[Dataset entries]
-- Opening Marker --

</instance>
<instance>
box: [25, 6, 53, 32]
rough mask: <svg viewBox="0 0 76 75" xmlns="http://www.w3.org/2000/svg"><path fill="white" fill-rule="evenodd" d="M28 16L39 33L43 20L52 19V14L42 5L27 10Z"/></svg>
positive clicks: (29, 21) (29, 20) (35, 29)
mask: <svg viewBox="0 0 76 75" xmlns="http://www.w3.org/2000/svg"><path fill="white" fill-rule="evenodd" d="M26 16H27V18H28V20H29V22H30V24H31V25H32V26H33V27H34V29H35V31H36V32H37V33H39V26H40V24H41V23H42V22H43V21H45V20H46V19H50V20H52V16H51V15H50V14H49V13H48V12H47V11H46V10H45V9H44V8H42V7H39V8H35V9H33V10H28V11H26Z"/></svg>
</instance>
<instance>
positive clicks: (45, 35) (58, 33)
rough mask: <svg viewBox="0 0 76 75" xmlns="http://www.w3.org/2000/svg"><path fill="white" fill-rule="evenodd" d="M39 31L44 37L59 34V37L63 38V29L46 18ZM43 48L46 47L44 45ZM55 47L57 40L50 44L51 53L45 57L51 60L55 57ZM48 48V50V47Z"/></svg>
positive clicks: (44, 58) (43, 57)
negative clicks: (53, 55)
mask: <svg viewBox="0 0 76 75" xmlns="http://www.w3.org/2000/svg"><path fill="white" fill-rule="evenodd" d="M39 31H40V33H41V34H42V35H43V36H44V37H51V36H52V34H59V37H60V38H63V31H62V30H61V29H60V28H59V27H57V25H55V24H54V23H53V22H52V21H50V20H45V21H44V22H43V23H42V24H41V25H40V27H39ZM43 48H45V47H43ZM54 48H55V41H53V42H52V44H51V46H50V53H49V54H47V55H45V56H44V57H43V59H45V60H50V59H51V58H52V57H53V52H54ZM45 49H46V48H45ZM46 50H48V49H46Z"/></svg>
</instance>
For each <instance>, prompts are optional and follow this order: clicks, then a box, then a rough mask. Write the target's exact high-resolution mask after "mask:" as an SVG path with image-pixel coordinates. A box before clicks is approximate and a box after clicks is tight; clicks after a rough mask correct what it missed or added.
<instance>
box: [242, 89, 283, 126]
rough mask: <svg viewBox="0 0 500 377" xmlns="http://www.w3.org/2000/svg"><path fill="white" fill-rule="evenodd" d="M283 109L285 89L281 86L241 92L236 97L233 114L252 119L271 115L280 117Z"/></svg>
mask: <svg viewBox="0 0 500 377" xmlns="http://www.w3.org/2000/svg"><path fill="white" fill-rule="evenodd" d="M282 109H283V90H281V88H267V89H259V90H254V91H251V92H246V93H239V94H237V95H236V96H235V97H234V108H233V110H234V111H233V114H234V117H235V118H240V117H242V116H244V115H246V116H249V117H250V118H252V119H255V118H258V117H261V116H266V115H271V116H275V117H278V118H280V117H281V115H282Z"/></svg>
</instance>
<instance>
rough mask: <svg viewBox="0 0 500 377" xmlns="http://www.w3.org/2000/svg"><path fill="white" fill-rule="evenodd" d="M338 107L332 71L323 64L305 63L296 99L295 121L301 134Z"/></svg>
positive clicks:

-- Closing Marker --

» **Task objective**
For each line shown above, write an exact copy.

» **Result for this exercise**
</instance>
<instance>
box: [25, 6, 53, 32]
rough mask: <svg viewBox="0 0 76 75" xmlns="http://www.w3.org/2000/svg"><path fill="white" fill-rule="evenodd" d="M28 16L39 33L43 20L52 19V14L42 5L27 10Z"/></svg>
positive clicks: (29, 21) (29, 20) (35, 29)
mask: <svg viewBox="0 0 76 75" xmlns="http://www.w3.org/2000/svg"><path fill="white" fill-rule="evenodd" d="M26 16H27V18H28V20H29V22H30V24H31V25H32V26H33V27H34V29H35V31H36V32H37V33H39V26H40V24H41V23H42V22H43V21H45V20H46V19H50V20H52V16H51V15H50V14H49V13H48V12H47V11H46V10H45V9H44V8H42V7H39V8H35V9H33V10H28V11H26Z"/></svg>
</instance>
<instance>
positive clicks: (45, 35) (58, 33)
rough mask: <svg viewBox="0 0 76 75" xmlns="http://www.w3.org/2000/svg"><path fill="white" fill-rule="evenodd" d="M39 31L44 37L59 34V37L63 38V29L46 18ZM43 48L46 47L44 45ZM55 47L57 40L50 44L51 53L45 57L51 60L55 57ZM48 48V50V47Z"/></svg>
positive clicks: (44, 58) (43, 57)
negative clicks: (53, 55)
mask: <svg viewBox="0 0 76 75" xmlns="http://www.w3.org/2000/svg"><path fill="white" fill-rule="evenodd" d="M39 31H40V33H41V34H42V35H43V36H44V37H51V36H52V34H59V37H60V38H63V31H62V30H61V29H60V28H59V27H57V25H55V24H54V23H53V22H52V21H50V20H45V21H44V22H43V23H42V24H41V25H40V27H39ZM43 48H45V47H43ZM54 48H55V41H53V42H52V44H51V46H50V53H49V54H47V55H45V56H44V57H43V59H45V60H50V59H51V58H52V57H53V52H54ZM45 49H46V48H45ZM46 50H48V49H46Z"/></svg>
</instance>
For each <instance>, prompts are optional and follow this order: clicks, then a box, then a rough mask. Write the target's exact high-resolution mask after "mask:" as an SVG path with image-pixel coordinates. A box before clicks is approximate and a box after clicks is tight; clicks after a rough mask correct what it missed or added.
<instance>
box: [242, 89, 283, 126]
rough mask: <svg viewBox="0 0 500 377" xmlns="http://www.w3.org/2000/svg"><path fill="white" fill-rule="evenodd" d="M283 109L285 89L281 86L241 92L236 97L233 114L252 119L271 115L280 117Z"/></svg>
mask: <svg viewBox="0 0 500 377" xmlns="http://www.w3.org/2000/svg"><path fill="white" fill-rule="evenodd" d="M282 109H283V90H281V88H267V89H259V90H254V91H251V92H246V93H239V94H237V95H236V96H235V97H234V108H233V110H234V111H233V114H234V117H235V118H240V117H242V116H244V115H246V116H249V117H250V118H252V119H255V118H258V117H261V116H266V115H271V116H275V117H278V118H280V117H281V115H282Z"/></svg>
</instance>
<instance>
rough mask: <svg viewBox="0 0 500 377" xmlns="http://www.w3.org/2000/svg"><path fill="white" fill-rule="evenodd" d="M338 107L332 71L323 64L305 63L296 99L295 121L301 134Z"/></svg>
positive clicks:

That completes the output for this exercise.